_DATA EXTRACT_

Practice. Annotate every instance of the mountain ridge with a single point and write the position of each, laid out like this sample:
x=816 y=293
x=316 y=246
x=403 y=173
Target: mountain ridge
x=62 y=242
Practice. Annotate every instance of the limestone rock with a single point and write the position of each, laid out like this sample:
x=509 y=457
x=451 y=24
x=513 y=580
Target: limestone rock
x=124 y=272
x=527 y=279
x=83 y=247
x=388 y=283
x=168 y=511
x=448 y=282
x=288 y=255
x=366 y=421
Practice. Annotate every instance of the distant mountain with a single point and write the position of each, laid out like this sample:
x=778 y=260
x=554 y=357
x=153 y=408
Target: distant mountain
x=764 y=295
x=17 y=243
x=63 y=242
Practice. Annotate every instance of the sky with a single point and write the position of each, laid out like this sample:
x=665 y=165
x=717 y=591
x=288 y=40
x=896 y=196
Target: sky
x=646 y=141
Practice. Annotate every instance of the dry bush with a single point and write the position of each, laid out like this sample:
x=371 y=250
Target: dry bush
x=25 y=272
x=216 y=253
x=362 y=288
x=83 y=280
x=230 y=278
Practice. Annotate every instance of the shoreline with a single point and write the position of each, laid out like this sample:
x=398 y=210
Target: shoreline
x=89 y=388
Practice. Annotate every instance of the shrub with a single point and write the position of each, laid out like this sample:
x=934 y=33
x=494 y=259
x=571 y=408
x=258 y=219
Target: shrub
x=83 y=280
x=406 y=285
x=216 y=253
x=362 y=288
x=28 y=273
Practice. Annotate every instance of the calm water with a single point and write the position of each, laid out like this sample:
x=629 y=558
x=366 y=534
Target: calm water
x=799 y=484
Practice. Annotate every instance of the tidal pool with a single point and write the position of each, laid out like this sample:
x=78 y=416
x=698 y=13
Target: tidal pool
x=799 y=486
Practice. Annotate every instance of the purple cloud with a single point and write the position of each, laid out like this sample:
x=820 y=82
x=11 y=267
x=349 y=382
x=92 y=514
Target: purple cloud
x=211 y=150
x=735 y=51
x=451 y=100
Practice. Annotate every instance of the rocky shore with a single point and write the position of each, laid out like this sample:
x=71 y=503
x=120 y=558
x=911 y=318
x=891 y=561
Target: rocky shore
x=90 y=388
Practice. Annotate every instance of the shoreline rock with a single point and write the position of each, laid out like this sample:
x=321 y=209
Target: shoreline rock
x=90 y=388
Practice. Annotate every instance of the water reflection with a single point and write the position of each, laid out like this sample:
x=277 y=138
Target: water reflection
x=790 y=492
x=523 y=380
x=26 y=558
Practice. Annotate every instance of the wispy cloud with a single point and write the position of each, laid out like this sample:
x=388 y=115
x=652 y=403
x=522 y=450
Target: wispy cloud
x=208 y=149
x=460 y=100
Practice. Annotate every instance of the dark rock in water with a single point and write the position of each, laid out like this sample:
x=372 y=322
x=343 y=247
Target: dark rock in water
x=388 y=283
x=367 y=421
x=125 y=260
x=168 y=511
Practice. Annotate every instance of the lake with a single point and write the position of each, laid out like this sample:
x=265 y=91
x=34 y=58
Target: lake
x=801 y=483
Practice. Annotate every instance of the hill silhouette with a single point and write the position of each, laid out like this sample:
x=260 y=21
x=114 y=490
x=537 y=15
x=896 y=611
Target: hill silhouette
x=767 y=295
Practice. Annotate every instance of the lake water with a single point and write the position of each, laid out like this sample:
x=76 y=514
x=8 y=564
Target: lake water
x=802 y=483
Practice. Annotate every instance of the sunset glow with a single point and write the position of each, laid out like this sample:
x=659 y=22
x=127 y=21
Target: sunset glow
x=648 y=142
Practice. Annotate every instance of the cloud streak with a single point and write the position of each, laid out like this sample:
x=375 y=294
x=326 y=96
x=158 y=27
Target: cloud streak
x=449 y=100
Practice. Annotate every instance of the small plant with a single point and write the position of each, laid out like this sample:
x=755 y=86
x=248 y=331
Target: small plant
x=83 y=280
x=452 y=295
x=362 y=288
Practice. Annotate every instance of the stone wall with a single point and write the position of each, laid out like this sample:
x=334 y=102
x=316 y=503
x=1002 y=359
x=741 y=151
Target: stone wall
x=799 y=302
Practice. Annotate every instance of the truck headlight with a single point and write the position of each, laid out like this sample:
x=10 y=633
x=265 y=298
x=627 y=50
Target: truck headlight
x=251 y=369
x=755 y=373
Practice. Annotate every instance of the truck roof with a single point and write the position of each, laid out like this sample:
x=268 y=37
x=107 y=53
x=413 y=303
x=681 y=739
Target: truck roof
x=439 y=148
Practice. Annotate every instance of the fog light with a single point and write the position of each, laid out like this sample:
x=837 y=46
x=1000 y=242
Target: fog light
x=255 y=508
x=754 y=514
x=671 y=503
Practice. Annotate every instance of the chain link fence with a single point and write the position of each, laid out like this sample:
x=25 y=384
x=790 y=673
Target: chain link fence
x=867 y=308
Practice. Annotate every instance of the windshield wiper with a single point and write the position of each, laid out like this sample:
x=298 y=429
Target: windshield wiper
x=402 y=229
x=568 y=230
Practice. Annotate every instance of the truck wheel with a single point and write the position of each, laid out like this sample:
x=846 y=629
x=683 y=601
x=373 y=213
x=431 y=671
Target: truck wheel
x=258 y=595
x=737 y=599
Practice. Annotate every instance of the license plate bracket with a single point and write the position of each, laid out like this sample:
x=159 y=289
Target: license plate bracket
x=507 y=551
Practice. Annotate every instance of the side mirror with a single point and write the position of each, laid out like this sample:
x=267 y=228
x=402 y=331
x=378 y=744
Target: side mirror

_WORK INSTRUCTIONS_
Repeat, character for character, the lines from the one that holds "Practice. Annotate every instance of the stone" to the final line of the material, inclusive, and no other lines.

_EXERCISE SOLUTION_
Practice. Annotate every instance of the stone wall with a single point and write the position of each, laid out like this sample:
x=334 y=102
x=316 y=503
x=1002 y=359
x=741 y=151
Target: stone wall
x=799 y=302
Practice. Annotate every instance of the truck headlight with a single point and write the position of each, laid out like this sample:
x=10 y=633
x=265 y=298
x=627 y=50
Target: truck headlight
x=251 y=369
x=755 y=373
Practice. Annotate every instance of the truck roof with a single point and write the position of each, laid out like this sample:
x=268 y=37
x=107 y=53
x=413 y=303
x=681 y=739
Target: truck roof
x=439 y=148
Practice. Annotate every instance of the fog light with a single point and write the position of each, laid out like this sample:
x=837 y=46
x=1000 y=242
Target: fog light
x=255 y=508
x=754 y=514
x=671 y=503
Practice. Annotate every instance of the chain link fence with a single point and write the position of each, laid out like this sample:
x=25 y=384
x=790 y=673
Target: chain link fence
x=867 y=308
Practice. Annotate every instance of the windshield wiper with a single point and write the position of each, laid out like this sample:
x=298 y=429
Target: windshield wiper
x=402 y=229
x=568 y=230
Practice. Annotate every instance of the truck wheel with a single point and write the position of each, laid out like this sample:
x=846 y=629
x=683 y=601
x=373 y=213
x=431 y=671
Target: truck wheel
x=258 y=595
x=737 y=599
Practice. Annotate every instance of the license plate bracket with a single point and write the position of each, laid out like this sample:
x=159 y=289
Target: license plate bracket
x=507 y=551
Practice. Annotate every instance of the side mirror with a single point and write the position of each, laid out like this sample:
x=267 y=228
x=402 y=331
x=378 y=744
Target: side mirror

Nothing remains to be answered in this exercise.